━━━ EXTRACT PROVIDED ━━━

Keep reading to explore how this choice can impact your designing style.
What are serifs?
The small lines attached to alphabets are known as serifs. They probably originated when scribes using quills or brushes left small marks as they finished each stroke.
This evolved into intentionally adding smaller stokes in more artful, regular ways. And those decorative strokes then became an expected part of the alphabets.
What are Sans Serifs?
Sans Serifs are those fonts that don’t have any formal or extra strokes. Sans serifs are mostly considered to be modern typefaces. In the early 20th century, Futura was the first popular sans serif fond and was soon followed by other fonts like Helvetica.
Sans serifs were considered to be grotesque typefaces when they first appeared. But when modernist designers started embracing sans serifs, they became associated with commerce, elegant design, and the modern’s attempt to break away from the past.
Why should you care?
Serifs have a more institutional and clinical look to them. Most designers today use serifs to evoke earlier eras.

━━━ RECORD EXCERPTS ━━━

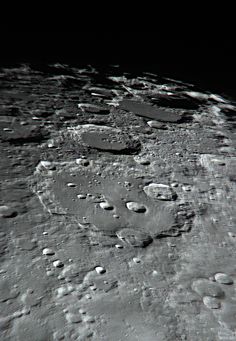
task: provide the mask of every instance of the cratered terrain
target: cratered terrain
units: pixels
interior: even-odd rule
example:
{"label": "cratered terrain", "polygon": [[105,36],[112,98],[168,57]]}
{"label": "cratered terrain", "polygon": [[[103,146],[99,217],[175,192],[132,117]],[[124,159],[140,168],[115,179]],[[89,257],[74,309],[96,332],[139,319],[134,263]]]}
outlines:
{"label": "cratered terrain", "polygon": [[0,95],[0,340],[236,340],[236,103],[58,63]]}

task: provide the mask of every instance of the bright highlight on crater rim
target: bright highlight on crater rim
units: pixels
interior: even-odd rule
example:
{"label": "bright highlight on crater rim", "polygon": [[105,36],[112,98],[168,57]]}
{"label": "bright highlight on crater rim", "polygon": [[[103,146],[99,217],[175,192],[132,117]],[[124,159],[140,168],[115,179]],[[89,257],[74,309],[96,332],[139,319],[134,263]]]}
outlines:
{"label": "bright highlight on crater rim", "polygon": [[236,340],[236,103],[118,66],[0,84],[0,340]]}

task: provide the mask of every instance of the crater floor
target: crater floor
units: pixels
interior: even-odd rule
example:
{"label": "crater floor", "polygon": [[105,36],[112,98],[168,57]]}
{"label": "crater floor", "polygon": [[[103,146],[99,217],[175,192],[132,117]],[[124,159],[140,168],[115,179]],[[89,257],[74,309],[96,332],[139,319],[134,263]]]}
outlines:
{"label": "crater floor", "polygon": [[236,340],[236,103],[57,63],[0,104],[0,340]]}

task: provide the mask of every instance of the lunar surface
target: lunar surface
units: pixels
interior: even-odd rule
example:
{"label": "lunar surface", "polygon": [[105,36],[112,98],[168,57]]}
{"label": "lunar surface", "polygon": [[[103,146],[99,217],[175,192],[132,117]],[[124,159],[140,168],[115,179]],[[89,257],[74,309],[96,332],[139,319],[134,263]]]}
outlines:
{"label": "lunar surface", "polygon": [[0,340],[236,340],[236,103],[0,70]]}

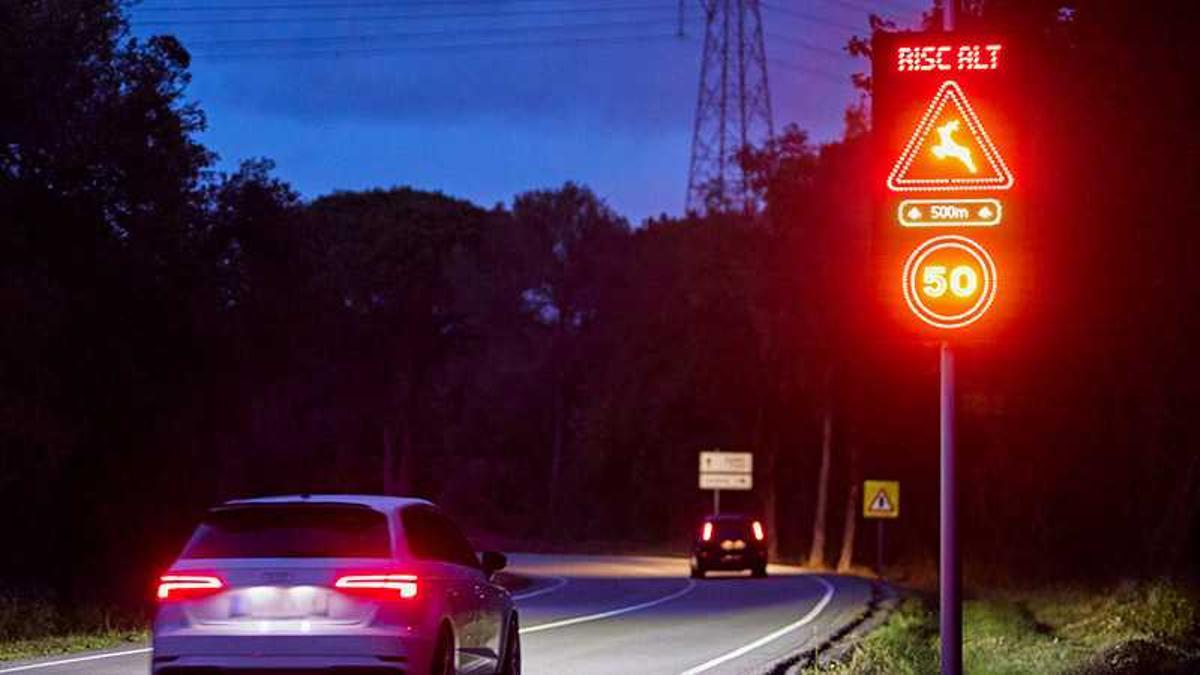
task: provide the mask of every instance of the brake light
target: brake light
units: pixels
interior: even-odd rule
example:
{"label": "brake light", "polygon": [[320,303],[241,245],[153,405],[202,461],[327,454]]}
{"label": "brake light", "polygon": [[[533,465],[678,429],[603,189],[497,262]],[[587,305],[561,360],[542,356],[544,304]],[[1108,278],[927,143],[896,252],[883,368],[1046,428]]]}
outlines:
{"label": "brake light", "polygon": [[210,574],[163,574],[158,578],[160,601],[184,601],[211,596],[224,587],[224,581]]}
{"label": "brake light", "polygon": [[347,574],[338,577],[334,586],[348,593],[377,599],[416,597],[415,574]]}

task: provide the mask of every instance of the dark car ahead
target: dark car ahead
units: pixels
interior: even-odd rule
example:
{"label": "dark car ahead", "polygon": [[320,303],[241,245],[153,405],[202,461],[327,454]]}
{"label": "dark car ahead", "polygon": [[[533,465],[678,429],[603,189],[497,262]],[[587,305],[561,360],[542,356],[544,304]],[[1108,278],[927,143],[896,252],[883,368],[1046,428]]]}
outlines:
{"label": "dark car ahead", "polygon": [[762,521],[740,514],[709,515],[691,545],[691,578],[740,569],[760,578],[767,575],[767,533]]}

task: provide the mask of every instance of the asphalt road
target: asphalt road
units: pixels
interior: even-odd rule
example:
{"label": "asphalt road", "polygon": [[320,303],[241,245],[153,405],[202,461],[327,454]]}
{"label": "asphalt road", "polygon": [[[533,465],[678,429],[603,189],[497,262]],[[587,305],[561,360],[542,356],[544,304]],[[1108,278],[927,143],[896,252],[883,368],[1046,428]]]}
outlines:
{"label": "asphalt road", "polygon": [[[772,566],[767,579],[688,579],[683,558],[512,555],[530,675],[756,674],[816,646],[870,601],[856,578]],[[143,675],[149,650],[0,664],[0,674]]]}

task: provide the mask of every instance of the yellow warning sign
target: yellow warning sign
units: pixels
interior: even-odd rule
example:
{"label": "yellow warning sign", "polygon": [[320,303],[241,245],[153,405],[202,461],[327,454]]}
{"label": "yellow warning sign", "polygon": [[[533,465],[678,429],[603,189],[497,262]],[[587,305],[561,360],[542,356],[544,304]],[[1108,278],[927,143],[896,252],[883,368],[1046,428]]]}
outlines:
{"label": "yellow warning sign", "polygon": [[900,518],[900,482],[864,480],[863,518]]}

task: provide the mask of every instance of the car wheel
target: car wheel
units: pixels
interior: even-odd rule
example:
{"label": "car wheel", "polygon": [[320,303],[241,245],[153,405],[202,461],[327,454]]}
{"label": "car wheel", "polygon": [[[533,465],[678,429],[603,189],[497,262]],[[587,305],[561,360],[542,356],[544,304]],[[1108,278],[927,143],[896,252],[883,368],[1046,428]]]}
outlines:
{"label": "car wheel", "polygon": [[455,675],[454,633],[449,626],[443,626],[438,631],[438,641],[433,647],[433,663],[430,665],[430,675]]}
{"label": "car wheel", "polygon": [[509,619],[508,643],[498,675],[521,675],[521,628],[516,615]]}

━━━

• _YOUR INSTRUCTIONS_
Extend the passage on serif and sans serif fonts, picking up right after its last sentence.

• _REPLY TO THE EXERCISE_
For instance, when designing a book that features a story set during World War II, the designer is likely to use serif fonts for giving readers the feeling that they are in a world that existed before the modern times.
Serifs are not just aesthetic; they also have a functional value as body copy. At smaller scales, serifs often lend a bit more legibility.
Today even our handwriting is missing the extra strokes which were a product of quill or brush. The conventional logic is that sans serifs are for mimicking the handwriting which has more flow to it.
Drivers need to read a small amount of text from further away, and sans serif is the perfect pick for that.